→ **Texto proporcionado**
________

Crisis y oportunidad

Luis Rubio

 Los momentos de crisis sacan lo mejor y lo peor de nosotros: de la sociedad y del gobierno. El sismo que afectó a la zona central del país el pasado 19 de septiembre mostró a una sociedad previamente organizada, con capacidad inmediata de reacción y a una ciudadanía instantáneamente dedicada a lo importante. Tanto la preparación que ya existía como la respuesta ciudadana mostraron una cara no sólo encomiable de la sociedad mexicana, sino también a una ciudadanía comprometida y activa. Lo mismo se puede decir del gobierno: su capacidad de respuesta, su preparación y acción inmediata fueron plausibles y decisivas. La suma de los dos, ciudadanía y gobierno, salvó el momento.

La sociedad no esperó al gobierno: tomo control de su espacio y en cuestión de horas los centros de acopio estaban literalmente saturados; a su vez, los jóvenes se fueron de inmediato a las zonas afectadas, haciendo lo posible por contribuir al rescate de las víctimas. La eficacia en lo primero es simplemente imposible de empatar en el segundo ámbito, pues ahí se requieren equipos, experiencia y disciplina casi militar. Lo contrario es cierto en el ámbito gubernamental: su capacidad de acción en los sitios afectados es inmensa porque se ha preparado, cuenta con los equipos y cuenta con la experiencia necesaria; por otro lado, por la enorme desconfianza -y desprecio- que los gobernantes -de todos los partidos- se han ganado a pulso, su capacidad de generar sustento para necesaria movilización social es sumamente limitada. Al menos en la ciudad de México, sociedad y gobierno actuaron en los ámbitos que les correspondía, dando cada uno lo mejor de sí.

________

Entradas de anotación de coordenadas:
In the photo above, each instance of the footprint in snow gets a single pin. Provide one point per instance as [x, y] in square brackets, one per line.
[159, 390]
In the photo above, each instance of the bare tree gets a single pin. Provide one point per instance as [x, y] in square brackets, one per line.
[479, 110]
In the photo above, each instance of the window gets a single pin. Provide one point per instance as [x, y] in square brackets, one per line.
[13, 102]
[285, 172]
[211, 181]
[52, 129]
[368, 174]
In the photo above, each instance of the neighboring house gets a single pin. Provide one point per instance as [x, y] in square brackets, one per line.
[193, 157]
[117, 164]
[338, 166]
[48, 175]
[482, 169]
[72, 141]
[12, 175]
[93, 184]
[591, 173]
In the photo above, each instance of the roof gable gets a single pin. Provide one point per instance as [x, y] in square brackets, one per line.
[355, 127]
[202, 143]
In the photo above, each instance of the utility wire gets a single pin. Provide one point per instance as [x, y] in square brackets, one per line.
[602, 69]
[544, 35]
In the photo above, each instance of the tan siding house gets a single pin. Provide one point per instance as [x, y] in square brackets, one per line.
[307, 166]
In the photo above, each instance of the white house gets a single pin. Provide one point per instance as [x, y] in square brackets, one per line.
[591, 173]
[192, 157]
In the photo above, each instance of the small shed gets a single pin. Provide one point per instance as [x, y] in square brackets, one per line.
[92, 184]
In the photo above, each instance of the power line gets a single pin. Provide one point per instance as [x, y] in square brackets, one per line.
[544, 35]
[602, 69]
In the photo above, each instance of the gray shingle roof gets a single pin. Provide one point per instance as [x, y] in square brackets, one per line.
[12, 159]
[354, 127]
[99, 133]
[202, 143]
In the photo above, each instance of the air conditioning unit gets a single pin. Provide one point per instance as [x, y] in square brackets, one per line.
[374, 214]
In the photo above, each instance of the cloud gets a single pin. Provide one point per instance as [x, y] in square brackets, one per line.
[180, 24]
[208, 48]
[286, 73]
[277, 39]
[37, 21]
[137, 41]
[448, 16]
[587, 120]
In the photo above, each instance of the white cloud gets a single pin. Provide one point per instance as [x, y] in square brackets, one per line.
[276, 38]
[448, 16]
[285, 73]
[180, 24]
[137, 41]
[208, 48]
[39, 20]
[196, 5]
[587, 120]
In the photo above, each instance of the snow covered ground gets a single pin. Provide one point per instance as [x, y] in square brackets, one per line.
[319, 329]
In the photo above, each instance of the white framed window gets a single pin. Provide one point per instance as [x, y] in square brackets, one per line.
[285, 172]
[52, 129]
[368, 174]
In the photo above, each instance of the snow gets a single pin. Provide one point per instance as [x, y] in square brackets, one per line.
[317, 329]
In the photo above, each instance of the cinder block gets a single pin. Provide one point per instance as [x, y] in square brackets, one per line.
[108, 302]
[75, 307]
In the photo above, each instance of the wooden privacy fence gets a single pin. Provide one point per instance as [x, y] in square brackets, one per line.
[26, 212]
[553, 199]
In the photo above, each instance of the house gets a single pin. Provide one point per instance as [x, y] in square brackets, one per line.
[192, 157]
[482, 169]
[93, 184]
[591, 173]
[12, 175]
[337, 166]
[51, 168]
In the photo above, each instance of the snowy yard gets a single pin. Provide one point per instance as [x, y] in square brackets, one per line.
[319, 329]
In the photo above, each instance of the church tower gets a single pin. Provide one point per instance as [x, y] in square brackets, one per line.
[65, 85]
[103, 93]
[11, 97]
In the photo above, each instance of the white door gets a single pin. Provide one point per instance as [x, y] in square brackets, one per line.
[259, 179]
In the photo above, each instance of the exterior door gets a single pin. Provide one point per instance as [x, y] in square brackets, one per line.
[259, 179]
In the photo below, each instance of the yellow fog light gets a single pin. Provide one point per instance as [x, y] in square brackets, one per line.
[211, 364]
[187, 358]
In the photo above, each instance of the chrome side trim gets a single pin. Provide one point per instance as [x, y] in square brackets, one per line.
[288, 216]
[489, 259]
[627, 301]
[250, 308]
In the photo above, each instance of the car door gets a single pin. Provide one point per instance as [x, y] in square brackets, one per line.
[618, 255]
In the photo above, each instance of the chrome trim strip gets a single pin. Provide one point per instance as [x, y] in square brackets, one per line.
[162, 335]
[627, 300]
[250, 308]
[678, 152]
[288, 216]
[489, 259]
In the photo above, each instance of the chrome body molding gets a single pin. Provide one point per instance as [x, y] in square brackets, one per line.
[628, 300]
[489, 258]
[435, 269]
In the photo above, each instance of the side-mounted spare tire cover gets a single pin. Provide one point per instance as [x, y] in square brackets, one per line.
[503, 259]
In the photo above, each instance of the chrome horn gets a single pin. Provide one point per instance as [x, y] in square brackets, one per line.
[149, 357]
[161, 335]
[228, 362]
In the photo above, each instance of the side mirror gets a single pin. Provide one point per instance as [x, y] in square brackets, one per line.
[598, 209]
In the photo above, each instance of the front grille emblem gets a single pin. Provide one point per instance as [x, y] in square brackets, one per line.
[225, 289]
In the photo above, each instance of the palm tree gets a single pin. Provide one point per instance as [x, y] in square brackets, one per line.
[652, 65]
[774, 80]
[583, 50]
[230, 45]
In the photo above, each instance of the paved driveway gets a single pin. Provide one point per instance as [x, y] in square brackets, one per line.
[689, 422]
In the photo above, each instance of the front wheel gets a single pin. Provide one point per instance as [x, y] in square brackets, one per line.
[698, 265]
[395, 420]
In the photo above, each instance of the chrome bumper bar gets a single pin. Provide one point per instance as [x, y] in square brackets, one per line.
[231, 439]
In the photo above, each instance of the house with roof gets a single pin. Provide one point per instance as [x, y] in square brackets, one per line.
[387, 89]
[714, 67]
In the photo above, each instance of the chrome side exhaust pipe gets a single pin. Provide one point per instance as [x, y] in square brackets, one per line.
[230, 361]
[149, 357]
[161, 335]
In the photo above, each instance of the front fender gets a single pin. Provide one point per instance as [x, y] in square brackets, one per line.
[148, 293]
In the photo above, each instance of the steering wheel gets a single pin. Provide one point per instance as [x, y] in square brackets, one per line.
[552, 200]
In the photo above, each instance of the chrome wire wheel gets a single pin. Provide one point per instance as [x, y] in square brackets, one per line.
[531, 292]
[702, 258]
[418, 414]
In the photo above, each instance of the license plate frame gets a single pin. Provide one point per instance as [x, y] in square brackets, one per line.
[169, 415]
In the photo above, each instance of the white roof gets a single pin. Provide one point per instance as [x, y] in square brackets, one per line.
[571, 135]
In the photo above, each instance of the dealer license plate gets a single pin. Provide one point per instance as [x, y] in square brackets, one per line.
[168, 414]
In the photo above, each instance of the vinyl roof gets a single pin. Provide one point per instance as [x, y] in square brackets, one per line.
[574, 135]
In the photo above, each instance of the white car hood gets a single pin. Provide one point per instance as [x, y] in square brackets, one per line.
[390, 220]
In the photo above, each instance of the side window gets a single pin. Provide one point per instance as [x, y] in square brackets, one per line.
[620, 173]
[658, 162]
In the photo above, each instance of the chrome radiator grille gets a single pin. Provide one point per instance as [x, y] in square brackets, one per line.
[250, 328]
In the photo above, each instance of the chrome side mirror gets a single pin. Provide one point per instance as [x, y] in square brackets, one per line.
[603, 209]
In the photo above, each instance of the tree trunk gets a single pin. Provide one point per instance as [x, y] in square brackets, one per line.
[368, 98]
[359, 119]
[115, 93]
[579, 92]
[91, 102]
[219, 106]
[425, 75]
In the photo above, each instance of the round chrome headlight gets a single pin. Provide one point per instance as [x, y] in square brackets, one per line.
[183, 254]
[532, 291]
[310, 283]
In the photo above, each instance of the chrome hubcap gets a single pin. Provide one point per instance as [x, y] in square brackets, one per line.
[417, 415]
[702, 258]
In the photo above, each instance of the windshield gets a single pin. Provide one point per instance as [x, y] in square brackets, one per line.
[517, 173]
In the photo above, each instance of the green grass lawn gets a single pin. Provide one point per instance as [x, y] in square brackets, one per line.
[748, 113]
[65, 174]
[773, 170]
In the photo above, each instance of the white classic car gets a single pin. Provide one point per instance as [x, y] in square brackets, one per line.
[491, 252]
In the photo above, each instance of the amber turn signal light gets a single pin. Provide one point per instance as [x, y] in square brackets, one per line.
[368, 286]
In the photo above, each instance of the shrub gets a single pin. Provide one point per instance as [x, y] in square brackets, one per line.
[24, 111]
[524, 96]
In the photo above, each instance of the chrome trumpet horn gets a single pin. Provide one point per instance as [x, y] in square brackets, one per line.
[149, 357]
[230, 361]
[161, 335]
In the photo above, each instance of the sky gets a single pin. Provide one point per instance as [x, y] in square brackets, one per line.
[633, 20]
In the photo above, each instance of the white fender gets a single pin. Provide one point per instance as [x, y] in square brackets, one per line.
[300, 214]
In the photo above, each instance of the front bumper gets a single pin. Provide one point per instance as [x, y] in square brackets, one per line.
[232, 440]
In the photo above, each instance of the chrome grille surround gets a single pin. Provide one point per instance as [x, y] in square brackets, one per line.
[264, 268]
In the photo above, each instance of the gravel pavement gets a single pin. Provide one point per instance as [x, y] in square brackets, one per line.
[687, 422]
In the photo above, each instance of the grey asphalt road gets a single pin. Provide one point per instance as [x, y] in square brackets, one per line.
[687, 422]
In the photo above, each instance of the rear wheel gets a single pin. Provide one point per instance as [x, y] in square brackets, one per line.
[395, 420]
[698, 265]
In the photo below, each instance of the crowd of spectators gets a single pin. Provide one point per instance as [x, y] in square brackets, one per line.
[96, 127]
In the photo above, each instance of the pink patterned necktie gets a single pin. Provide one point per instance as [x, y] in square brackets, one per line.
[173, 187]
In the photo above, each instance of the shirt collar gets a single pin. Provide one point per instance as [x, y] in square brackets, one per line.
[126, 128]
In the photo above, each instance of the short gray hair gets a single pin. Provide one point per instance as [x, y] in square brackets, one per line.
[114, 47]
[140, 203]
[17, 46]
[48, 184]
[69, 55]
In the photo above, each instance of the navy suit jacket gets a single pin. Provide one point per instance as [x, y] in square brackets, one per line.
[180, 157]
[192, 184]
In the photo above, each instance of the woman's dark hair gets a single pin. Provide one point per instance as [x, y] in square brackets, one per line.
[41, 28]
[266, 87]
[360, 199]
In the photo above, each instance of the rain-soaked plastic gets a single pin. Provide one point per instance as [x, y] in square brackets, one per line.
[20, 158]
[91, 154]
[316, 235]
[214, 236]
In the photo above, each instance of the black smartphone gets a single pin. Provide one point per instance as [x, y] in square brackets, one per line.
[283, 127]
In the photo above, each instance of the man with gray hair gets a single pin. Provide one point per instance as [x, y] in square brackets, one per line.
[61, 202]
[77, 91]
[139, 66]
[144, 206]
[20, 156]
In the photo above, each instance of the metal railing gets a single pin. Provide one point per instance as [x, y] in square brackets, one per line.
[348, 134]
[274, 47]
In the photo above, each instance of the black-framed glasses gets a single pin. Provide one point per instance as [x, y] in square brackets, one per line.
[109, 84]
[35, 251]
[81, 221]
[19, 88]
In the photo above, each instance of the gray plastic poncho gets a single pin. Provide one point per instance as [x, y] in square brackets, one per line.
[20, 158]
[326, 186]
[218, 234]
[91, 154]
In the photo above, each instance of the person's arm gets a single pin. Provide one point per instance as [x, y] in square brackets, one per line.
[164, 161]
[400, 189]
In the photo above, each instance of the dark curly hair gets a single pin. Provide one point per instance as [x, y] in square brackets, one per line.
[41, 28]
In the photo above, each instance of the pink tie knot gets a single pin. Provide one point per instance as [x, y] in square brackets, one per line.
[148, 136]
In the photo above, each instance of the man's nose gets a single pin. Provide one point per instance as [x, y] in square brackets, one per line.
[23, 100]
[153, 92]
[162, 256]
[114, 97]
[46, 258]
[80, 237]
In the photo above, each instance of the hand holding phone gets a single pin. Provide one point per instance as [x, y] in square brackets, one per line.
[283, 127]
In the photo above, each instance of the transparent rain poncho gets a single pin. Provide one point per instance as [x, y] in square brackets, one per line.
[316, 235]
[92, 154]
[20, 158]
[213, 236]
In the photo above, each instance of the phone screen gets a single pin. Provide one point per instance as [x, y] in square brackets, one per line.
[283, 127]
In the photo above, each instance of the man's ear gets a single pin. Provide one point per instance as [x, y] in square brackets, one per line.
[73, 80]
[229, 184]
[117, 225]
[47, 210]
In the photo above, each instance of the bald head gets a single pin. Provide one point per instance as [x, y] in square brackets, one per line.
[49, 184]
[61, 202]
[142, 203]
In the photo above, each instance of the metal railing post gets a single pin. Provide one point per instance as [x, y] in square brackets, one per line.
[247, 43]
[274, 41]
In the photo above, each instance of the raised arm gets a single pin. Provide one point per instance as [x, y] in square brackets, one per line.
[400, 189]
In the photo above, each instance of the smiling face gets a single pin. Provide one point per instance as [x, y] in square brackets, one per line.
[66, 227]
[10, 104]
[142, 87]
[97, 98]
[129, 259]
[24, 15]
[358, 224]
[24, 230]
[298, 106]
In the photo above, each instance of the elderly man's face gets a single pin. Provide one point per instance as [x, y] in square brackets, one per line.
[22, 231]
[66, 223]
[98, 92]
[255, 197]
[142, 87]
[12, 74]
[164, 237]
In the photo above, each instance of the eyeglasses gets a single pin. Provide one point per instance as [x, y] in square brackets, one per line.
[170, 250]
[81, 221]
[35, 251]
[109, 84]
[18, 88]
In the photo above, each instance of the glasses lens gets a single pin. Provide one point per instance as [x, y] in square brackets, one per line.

________

→ **Problema a resolver**
Según el texto sobre el sismo, ¿qué se requiere en el ámbito del rescate de las víctimas?

→ **El resultado**
Se requieren equipos, experiencia y disciplina casi militar.